Task goal ::
From the records below, pull out every line that contains the string "cabinet" and copy each of those lines in full. The match is case-sensitive.

Working data ::
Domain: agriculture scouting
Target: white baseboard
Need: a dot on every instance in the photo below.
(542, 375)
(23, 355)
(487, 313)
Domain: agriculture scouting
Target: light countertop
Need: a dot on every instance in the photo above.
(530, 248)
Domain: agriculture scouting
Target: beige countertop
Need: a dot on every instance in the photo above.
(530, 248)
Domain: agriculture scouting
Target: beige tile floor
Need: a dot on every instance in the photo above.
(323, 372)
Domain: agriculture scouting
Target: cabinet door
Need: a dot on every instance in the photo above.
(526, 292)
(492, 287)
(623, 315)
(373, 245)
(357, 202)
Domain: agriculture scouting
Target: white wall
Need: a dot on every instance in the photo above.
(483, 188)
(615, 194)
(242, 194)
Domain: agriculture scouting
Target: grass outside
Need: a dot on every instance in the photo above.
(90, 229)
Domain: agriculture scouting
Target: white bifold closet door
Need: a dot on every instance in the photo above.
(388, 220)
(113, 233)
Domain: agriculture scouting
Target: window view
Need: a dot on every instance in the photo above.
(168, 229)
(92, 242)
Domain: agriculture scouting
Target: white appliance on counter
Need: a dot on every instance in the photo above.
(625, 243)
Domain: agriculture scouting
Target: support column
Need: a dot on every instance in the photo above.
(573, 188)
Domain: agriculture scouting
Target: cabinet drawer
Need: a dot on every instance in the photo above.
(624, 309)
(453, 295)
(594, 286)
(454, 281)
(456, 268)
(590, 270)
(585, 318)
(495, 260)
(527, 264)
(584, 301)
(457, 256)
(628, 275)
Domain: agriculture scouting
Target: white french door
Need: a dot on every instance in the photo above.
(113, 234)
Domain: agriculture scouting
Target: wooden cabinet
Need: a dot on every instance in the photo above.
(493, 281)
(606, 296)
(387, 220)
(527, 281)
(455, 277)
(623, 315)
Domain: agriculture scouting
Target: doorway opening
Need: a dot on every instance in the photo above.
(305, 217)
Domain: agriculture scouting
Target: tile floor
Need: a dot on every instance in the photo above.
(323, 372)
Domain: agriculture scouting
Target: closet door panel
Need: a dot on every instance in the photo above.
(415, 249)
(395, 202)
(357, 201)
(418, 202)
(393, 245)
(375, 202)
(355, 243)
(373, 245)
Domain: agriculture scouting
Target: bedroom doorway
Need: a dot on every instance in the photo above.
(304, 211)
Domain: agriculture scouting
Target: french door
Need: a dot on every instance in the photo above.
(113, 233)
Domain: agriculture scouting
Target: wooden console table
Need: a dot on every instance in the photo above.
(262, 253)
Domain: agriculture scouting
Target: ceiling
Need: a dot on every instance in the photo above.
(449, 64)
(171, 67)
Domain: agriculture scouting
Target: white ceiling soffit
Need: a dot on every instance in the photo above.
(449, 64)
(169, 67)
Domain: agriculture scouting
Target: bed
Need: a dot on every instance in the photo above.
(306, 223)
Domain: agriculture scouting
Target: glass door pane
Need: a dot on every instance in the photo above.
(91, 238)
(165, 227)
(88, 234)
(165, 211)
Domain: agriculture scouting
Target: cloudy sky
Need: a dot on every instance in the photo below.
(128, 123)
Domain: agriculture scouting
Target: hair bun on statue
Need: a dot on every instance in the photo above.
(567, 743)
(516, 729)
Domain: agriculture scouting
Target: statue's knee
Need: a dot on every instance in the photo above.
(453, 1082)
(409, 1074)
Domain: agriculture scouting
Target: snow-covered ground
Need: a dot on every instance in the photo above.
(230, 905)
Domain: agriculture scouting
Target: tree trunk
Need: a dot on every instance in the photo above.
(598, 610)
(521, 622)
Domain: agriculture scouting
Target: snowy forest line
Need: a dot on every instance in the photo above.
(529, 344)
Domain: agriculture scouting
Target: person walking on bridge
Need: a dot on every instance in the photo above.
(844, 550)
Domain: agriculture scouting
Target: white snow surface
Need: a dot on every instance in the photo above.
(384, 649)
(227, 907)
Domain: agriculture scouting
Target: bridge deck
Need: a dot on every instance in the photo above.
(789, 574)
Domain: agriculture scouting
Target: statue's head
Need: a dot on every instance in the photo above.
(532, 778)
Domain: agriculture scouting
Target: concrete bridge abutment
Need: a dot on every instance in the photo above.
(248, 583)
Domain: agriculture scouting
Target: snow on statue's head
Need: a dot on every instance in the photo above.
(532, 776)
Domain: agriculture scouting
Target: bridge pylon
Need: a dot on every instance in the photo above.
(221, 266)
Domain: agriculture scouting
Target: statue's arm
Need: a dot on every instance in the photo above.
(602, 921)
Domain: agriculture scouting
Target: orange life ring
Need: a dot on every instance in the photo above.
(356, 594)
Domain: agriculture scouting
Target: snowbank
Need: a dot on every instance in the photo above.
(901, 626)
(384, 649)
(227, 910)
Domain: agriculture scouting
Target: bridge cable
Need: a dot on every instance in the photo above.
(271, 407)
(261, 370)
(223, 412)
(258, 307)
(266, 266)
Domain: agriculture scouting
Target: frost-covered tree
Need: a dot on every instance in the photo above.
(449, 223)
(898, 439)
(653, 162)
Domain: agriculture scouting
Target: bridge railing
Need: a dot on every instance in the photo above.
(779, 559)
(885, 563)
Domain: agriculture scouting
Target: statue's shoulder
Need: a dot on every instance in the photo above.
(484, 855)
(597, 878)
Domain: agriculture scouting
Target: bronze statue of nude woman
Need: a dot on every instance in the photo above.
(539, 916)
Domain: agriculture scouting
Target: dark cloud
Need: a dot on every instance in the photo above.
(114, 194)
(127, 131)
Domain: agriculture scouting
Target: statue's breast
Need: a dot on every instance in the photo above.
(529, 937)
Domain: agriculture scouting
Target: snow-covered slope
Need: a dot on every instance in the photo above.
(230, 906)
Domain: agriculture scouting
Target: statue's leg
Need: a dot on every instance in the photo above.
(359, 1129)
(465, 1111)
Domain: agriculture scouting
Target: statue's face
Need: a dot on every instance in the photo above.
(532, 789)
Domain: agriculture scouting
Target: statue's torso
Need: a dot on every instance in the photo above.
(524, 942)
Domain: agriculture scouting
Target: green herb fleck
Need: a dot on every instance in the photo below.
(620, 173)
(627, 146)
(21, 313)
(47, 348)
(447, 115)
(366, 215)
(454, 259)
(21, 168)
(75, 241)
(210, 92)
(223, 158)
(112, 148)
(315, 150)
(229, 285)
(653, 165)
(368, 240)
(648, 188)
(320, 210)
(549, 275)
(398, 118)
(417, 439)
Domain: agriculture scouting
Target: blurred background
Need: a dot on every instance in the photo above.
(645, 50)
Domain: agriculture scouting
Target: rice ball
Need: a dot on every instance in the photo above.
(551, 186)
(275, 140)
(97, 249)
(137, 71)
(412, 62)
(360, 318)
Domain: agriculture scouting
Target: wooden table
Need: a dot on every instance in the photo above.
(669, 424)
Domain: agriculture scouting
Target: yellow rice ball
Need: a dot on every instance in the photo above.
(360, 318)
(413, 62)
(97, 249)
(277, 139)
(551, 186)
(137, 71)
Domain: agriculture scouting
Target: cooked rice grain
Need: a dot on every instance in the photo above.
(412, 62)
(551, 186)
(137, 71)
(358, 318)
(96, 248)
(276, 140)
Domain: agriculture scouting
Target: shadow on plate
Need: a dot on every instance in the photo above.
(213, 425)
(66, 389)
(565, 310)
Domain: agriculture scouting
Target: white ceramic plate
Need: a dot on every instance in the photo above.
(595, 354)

Result of this exercise ::
Target: cabinet door
Target: cabinet drawer
Target: wooden cabinet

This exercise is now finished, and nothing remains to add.